Written exercise A. According to the excerpt on hating evil, which verse in Romans commands readers to "hate what is evil"?

Excerpt provided.
Start

What do you do? You step on the gas pedal and leave the premises promptly, right?

Today’s entertainment is often “contaminated” because it applauds and glamorizes truly foul behaviors and attitudes. I maintain that one of the best ways to guard our hearts when it comes to media (Proverbs 4:23) is to view sin as God does. He’s not wishy-washy concerning sin. He hates it. Not the people. But the sins. If we learn to hate evil as He does, it helps us hit the gas pedal and leave it quickly behind.

I realize that this talk of hate could be taken out of context. I understand that among faith, hope, and love, the greatest is love. God is love, and I get it when the Lord commands us to love our neighbors and our enemies. Yes, love is the driving force behind the Gospels, Christ’s sacrifice, and our response to God.

But the Bible also commands us to “hate what is evil” (Romans 12:9). And in Proverbs 8:13, we learn that “to fear the Lord is to hate evil.” Jesus in Hebrews 1 is described as a person who “hat[ed] wickedness.”

Sadly, many of us don’t really hate evil. We tend to tolerate, ignore, live with, and excuse it. When we go this route, we often focus on how far we can stretch the limits, not on pleasing God. In his book, In the Meantime, my pastor, Rob Brendle, explains:

Cheap grace allows for—even endorses—living close to the line because its primary purpose is to get us out of the jam we put ourselves in every time we fall into sin. Cheap grace exists so we can sin and sin and then be sorry and make it all okay. It requires no transformation, just acknowledgment that God loves us, wretches though we are, and has provided perma-forgiveness through the blood of Jesus. There is no repentance, no turning the other way—just sinning and apologizing. . . . We like having a license to be weak, to stumble, to fall, and to fail. We like cheap grace because it requires little of us beyond some semblance of sincerity.

End

Written exercise B. Please gather every line of the entries below that contains the word "radio".

Input rows.

Start

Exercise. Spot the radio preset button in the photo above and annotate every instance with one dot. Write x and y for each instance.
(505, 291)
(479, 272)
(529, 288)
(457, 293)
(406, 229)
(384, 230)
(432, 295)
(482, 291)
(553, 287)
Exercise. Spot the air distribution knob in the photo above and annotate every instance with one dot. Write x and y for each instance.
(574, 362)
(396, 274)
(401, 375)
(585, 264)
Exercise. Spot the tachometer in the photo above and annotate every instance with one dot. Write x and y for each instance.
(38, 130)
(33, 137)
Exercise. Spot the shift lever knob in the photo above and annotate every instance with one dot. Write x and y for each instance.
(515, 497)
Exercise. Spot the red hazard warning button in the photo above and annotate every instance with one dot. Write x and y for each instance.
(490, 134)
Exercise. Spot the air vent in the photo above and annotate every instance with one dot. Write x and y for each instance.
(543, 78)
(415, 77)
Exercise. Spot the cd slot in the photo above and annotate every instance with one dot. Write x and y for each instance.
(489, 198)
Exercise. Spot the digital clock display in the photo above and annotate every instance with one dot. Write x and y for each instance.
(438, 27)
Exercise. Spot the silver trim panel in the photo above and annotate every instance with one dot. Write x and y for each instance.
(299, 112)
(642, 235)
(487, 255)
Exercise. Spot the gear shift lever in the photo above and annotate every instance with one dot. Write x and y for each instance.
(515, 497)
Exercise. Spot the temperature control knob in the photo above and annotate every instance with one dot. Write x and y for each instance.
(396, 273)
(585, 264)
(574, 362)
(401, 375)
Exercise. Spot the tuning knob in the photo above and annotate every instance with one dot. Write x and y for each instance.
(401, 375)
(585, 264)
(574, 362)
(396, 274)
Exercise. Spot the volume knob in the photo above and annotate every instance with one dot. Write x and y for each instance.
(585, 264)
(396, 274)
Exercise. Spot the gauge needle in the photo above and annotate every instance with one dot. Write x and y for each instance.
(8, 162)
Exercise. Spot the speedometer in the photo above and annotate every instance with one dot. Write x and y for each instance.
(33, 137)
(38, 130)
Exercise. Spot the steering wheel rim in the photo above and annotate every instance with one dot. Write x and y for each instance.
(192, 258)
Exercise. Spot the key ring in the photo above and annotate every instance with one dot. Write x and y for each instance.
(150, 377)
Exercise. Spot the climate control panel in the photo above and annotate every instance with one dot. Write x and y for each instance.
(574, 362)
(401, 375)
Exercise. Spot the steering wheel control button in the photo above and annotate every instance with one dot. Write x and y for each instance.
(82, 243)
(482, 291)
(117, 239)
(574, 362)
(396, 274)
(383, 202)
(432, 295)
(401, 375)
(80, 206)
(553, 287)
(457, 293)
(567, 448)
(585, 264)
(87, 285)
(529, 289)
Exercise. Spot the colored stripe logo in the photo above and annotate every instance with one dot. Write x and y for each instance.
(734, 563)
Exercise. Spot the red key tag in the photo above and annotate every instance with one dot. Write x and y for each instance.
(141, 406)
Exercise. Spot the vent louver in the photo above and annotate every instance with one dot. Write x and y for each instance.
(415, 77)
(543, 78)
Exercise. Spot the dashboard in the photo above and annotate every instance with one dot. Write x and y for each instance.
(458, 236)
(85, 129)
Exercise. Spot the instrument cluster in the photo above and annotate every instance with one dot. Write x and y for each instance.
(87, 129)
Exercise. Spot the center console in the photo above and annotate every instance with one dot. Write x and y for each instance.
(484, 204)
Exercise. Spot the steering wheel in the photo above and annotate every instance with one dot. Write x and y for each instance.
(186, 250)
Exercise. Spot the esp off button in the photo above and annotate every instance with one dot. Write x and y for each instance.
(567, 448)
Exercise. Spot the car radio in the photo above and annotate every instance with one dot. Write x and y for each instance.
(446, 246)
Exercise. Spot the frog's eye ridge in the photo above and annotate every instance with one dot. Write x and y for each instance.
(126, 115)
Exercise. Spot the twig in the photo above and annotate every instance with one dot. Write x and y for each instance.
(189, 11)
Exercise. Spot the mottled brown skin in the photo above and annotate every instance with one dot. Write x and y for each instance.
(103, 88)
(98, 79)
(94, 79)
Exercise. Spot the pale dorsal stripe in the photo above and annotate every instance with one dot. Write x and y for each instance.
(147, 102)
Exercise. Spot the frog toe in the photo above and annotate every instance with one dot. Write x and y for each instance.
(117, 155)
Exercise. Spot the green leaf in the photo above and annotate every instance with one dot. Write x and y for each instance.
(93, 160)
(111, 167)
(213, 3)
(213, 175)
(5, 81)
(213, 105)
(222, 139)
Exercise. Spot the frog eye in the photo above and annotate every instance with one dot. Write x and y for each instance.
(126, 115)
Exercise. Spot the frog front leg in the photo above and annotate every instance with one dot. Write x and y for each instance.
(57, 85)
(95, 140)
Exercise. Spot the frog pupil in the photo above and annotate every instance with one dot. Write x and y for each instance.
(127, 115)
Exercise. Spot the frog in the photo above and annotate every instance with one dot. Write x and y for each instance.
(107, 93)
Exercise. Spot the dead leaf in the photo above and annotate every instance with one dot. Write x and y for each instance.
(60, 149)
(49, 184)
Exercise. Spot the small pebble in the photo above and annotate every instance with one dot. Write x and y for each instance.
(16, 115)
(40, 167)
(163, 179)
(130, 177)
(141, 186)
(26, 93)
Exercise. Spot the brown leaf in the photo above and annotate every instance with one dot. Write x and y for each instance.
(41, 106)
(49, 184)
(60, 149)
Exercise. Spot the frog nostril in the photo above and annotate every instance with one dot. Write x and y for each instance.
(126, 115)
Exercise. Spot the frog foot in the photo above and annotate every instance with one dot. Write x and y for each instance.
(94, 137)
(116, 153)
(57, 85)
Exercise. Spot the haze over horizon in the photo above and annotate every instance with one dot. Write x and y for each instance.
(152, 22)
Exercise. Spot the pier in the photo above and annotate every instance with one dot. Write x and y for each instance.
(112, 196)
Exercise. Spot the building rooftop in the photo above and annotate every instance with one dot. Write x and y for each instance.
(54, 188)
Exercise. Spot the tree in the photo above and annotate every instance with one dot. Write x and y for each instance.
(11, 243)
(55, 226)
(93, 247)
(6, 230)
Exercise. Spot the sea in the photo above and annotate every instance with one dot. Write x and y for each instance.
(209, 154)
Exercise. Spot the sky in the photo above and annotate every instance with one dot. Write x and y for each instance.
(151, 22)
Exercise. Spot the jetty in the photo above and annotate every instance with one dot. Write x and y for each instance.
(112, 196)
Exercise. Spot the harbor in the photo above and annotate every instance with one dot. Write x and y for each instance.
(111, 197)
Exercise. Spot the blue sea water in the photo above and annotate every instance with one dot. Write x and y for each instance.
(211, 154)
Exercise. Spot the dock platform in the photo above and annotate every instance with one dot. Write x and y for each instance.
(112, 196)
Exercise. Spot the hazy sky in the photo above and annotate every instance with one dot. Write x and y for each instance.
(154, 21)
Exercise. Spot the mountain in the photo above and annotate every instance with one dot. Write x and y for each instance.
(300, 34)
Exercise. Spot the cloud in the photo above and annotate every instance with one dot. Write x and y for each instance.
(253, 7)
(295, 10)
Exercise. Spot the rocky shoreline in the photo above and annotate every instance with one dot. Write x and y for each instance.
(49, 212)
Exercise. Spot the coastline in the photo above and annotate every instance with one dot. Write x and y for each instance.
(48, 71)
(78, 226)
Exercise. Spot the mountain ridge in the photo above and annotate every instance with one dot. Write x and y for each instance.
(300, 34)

End
Start

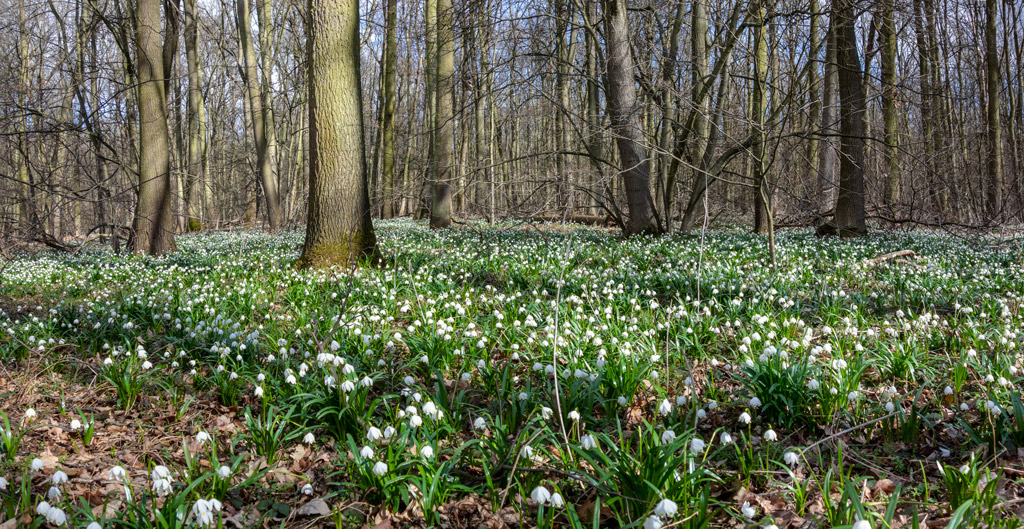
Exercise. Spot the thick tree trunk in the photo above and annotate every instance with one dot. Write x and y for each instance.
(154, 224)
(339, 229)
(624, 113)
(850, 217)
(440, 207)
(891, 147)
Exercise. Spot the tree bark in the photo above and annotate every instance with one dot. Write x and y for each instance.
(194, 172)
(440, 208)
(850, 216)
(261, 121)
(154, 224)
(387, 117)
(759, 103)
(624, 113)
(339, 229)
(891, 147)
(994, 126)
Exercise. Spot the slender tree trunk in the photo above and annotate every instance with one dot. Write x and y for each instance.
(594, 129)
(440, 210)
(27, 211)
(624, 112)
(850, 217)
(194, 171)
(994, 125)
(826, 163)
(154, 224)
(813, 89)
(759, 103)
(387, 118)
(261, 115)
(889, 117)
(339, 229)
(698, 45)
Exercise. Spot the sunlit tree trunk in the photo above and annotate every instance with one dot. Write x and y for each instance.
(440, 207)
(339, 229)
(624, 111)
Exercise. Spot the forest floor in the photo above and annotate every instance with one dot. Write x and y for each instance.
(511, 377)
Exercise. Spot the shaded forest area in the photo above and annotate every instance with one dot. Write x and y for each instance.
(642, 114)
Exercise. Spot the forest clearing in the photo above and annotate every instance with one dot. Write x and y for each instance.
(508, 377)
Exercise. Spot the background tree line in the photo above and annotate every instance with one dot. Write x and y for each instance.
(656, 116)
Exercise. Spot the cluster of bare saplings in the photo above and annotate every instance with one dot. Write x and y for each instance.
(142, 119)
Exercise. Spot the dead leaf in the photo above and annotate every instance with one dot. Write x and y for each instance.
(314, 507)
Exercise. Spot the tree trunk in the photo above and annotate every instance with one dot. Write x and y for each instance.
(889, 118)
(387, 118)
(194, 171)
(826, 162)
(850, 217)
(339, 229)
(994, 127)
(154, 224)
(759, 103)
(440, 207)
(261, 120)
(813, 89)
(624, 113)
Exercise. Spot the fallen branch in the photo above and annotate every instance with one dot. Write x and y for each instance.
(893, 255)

End
Start

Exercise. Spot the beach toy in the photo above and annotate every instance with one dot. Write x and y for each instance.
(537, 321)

End

Answer A. Romans 12:9

Answer B.
Exercise. Spot the radio preset button in the photo above and annotate every instance with one dot. Write x and y for each instance.
Exercise. Spot the car radio in the photo above and annotate every instance with one dot. Write x and y for each instance.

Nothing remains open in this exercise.